**Excerpted text:**
○ ○ ○ ○ ○

- Born: March 28, 1914 Los Angeles, California, US
- Died: August 31, 1969 (aged 55) Ellsworth, Maine, US
- Occupation(s): physician, medical oncologist
- Known for: Karnofsky score
- Spouse: Elesa Campbell Addis (m. 1943)

= David A. Karnofsky =

American clinical oncologist

David Aryah Karnofsky (March 28, 1914 – August 31, 1969) was an American clinical oncologist. In 1940, while he was a resident at the Colis P. Huntington Memorial Laboratory for Cancer Research of Harvard University, David A. Karnofsky began clinical research in cancer, and devoted himself to this area throughout his career. He was an internationally recognized specialist in cancer chemotherapy and affiliated with the Division of Experimental Chemotherapy, Sloan-Kettering Institute for Cancer Research.

==Education and training==
David graduated from Belmont High School (Los Angeles, California) (1930), UCLA 1934. He received his masters (A.M, 1936) in biology from Stanford University with a thesis entitled Some effects of thyroidectomy on the mammary glands and some other organs in the rat. He received his medical degree (Alpha Omega Alpha 1940), also from Stanford University. In the early years of his career at the Collis P. Huntington Memorial Laboratory at Harvard University, he became interested in clinical cancer research. This interest was further fueled by experiments he conducted during World War II as part of the Army Chemical Warfare Service.

○ ○ ○ ○ ○

**Work to complete:**
Please write the next part of the David A. Karnofsky biography, starting after its last sentence. The data that comes next is from a different source.

○ ○ ○ ○ ○

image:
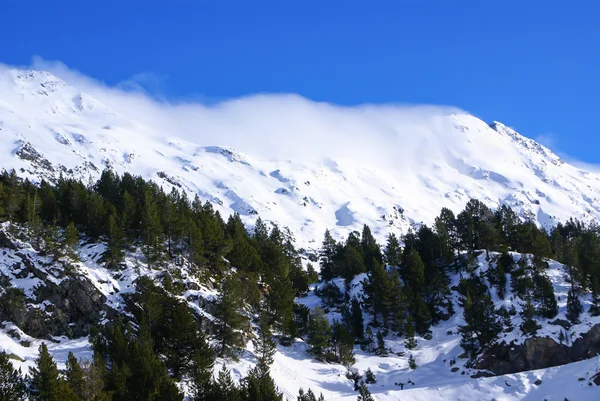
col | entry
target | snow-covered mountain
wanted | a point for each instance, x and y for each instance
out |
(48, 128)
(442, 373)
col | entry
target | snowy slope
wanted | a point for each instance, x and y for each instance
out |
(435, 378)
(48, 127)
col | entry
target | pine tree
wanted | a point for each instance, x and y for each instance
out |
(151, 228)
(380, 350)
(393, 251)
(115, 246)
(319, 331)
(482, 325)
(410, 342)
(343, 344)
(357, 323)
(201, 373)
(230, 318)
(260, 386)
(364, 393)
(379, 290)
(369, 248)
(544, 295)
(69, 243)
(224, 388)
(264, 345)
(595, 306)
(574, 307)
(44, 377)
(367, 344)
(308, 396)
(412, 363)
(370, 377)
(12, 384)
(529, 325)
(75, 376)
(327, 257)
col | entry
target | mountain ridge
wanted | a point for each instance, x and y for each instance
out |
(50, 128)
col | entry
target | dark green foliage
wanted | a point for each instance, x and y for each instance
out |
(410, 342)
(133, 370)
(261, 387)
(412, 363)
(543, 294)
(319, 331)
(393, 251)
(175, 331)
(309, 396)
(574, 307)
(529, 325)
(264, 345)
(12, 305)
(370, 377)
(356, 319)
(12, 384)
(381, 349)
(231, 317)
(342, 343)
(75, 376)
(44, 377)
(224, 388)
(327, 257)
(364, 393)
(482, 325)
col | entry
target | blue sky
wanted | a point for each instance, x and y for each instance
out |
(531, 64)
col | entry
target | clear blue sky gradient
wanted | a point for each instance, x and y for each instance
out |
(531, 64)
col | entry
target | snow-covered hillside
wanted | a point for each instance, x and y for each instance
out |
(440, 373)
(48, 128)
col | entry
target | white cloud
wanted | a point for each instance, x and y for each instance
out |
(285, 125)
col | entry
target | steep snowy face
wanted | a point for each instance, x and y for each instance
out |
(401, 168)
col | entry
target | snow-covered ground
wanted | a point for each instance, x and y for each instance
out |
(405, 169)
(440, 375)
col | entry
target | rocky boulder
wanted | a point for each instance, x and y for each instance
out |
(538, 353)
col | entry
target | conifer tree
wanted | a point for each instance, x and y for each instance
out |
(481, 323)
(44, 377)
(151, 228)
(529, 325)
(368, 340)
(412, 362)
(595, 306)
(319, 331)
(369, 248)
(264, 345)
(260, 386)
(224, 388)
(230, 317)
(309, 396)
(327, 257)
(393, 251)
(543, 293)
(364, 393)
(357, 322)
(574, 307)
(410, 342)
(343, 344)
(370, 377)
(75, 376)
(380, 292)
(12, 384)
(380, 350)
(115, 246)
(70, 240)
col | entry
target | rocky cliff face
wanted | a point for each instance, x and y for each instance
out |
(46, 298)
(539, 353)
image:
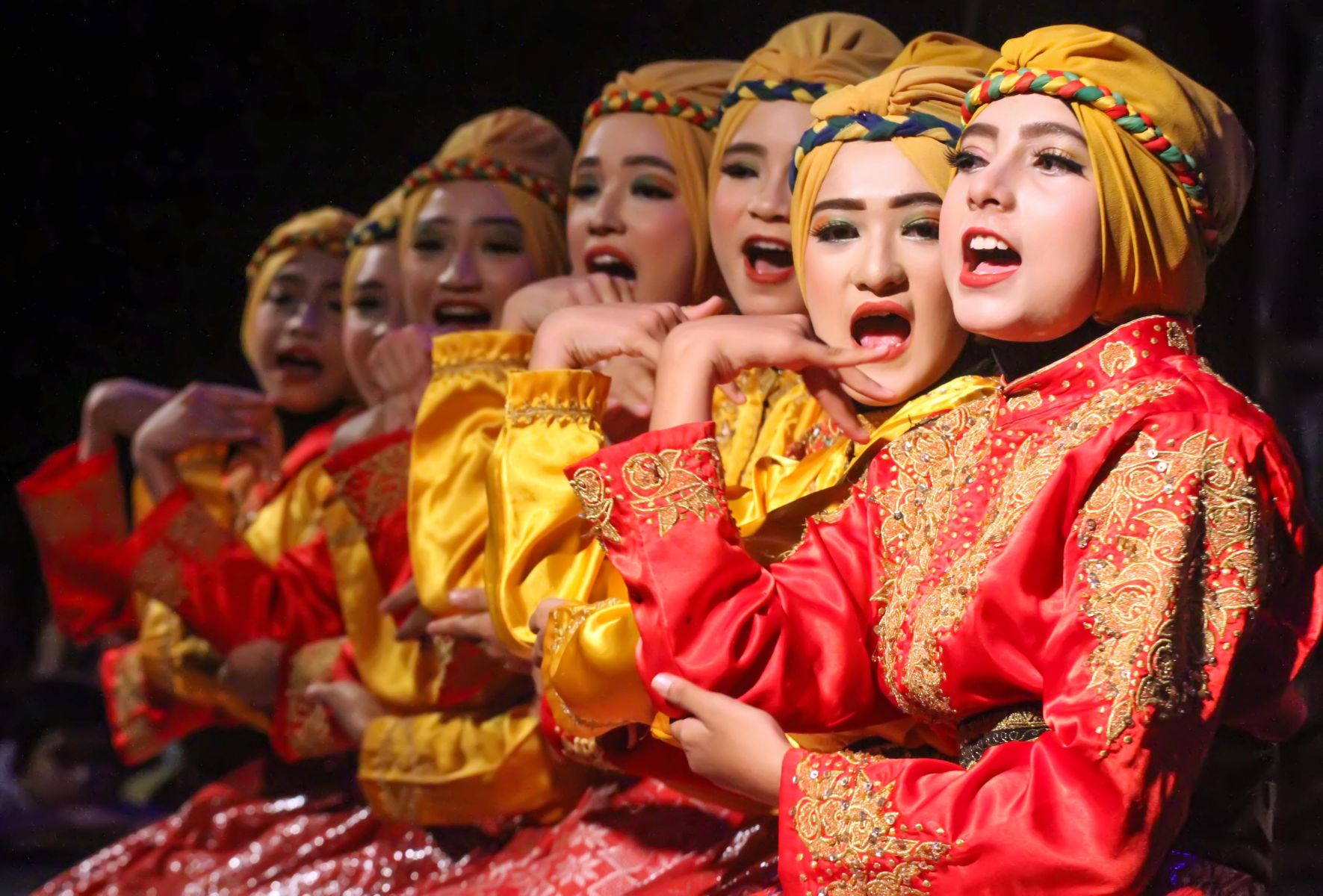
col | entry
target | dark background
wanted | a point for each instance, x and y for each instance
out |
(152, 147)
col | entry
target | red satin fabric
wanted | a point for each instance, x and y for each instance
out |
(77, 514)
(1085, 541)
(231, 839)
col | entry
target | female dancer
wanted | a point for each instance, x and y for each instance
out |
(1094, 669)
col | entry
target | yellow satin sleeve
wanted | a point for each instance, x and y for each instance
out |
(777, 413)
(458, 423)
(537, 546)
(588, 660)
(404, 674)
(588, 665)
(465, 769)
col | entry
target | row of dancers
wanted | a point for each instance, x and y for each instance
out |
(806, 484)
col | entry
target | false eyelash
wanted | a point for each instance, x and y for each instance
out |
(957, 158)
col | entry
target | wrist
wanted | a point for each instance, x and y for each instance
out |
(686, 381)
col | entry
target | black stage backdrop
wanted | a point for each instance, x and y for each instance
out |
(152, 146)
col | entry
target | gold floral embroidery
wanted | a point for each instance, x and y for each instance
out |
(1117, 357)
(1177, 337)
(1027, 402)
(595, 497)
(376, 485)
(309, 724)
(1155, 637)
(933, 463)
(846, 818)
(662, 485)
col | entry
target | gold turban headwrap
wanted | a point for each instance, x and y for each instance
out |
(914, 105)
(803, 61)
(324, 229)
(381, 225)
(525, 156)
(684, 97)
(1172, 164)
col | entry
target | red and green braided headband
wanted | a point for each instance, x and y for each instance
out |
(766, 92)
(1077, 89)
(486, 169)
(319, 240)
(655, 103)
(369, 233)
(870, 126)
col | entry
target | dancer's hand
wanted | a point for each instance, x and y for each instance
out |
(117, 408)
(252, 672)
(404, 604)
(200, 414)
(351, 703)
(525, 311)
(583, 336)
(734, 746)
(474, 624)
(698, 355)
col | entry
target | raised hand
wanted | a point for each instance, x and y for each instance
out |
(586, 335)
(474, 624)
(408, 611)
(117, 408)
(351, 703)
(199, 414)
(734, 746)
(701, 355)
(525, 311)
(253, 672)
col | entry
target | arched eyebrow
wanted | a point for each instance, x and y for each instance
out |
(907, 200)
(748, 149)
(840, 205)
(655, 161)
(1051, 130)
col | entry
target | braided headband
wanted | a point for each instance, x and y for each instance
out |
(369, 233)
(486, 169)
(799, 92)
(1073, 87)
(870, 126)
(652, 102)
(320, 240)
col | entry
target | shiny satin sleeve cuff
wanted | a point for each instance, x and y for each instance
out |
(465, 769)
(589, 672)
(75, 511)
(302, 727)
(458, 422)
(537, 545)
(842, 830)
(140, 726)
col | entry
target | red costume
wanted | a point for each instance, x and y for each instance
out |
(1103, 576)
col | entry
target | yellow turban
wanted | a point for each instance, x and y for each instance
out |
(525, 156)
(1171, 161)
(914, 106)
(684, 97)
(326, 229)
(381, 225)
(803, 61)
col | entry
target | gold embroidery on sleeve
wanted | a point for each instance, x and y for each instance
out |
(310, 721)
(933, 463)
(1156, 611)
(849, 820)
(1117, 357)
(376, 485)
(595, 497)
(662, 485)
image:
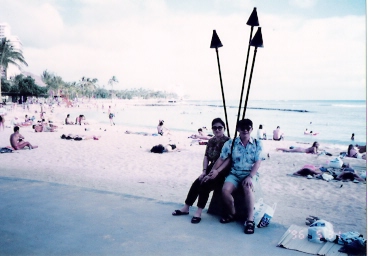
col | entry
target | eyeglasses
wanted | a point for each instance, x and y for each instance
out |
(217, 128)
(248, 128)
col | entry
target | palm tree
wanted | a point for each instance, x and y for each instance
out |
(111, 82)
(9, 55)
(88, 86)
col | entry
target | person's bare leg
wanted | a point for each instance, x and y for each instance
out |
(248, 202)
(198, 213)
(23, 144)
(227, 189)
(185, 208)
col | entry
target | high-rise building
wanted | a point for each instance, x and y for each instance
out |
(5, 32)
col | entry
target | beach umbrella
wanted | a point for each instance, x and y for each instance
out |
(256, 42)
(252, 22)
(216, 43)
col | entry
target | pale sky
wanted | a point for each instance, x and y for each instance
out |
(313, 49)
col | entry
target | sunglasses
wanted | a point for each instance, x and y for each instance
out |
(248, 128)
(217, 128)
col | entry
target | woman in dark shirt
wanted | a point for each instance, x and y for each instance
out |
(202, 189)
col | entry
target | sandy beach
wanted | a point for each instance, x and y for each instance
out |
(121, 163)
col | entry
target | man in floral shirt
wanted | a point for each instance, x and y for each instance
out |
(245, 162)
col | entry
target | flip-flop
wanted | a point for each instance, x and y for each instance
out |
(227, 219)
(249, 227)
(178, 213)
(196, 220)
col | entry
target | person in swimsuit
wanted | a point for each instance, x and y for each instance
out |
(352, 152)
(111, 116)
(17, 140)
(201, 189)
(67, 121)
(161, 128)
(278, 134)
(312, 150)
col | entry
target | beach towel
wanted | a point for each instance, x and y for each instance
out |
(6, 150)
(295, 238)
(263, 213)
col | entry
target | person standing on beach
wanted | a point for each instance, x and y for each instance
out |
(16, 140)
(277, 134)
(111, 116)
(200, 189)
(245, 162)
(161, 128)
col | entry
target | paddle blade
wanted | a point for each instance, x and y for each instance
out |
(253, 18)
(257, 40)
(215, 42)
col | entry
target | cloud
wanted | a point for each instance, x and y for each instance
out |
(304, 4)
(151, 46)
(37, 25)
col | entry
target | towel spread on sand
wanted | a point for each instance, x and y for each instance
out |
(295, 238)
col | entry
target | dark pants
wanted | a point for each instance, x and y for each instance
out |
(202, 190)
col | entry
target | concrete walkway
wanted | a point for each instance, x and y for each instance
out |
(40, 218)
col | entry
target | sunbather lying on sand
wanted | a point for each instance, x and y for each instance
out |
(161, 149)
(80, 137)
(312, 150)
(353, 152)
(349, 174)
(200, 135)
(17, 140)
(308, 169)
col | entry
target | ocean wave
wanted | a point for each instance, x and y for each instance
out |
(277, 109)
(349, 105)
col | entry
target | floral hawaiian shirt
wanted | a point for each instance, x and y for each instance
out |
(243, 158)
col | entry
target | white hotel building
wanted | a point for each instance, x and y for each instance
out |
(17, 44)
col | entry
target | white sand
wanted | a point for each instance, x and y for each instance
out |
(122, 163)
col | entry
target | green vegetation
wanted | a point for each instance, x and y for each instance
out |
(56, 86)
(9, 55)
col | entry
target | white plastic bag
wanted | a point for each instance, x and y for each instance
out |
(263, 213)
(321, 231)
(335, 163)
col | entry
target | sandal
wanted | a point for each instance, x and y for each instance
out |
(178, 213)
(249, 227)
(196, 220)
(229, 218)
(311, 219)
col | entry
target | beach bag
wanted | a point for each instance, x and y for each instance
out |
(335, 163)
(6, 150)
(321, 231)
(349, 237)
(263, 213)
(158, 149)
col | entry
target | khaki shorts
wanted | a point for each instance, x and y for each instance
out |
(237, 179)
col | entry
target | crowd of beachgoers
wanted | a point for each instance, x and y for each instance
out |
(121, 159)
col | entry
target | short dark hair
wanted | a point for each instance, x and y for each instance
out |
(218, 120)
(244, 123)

○ ○ ○ ○ ○

**Written response:**
==Medical oncologist==
Karnofsky is considered one of the pioneer medical oncologists, devoting his 30-year career to the successful use of chemotherapeutic agents to treat cancer. In 1948 Karnofsky, together with Dr. Walter H. Abelmann, Dr. Lloyd F. Craver, and Dr. Joseph H. Burchenal (the latter also worked in the Sloan-Kettering Institute for Cancer Research), described the Karnofsky Performance Status Scale. The primary purpose of the development of the scale was to allow physicians to evaluate a patient's ability to survive chemotherapy for cancer in a more objective manner. The widely used Karnofsky score runs from 100 to 0, where 100 is "perfect" health and 0 is death. Practitioners occasionally assign performance scores in between standard intervals of 10.

==Karnofsky Memorial Lecture==
When Karnofsky died of lung cancer in August 1969, a group of his friends donated a fund to be used to finance a yearly lecture at the annual meeting of the American Society of Clinical Oncology (ASCO). An obituary detailing his work was written by Joseph H. Burchenal.

==Literature==
- Burchenal JH. Obituary: David A. Karnofsky. Cancer Res. 1970:30:549-550.
- Karnofsky DA and Burchenal JH. The clinical evaluation of chemotherapeutic agents in cancer. In: MacLeod CM (ed.) Evaluation of chemotherapeutic agents. New York: Columbia University Press, 1949, pp. 191–205.
- Timmermann, Carsten (2013). "'Just give me the best quality of life questionnaire': The Karnofsky scale and the history of quality of life measurements in cancer trials"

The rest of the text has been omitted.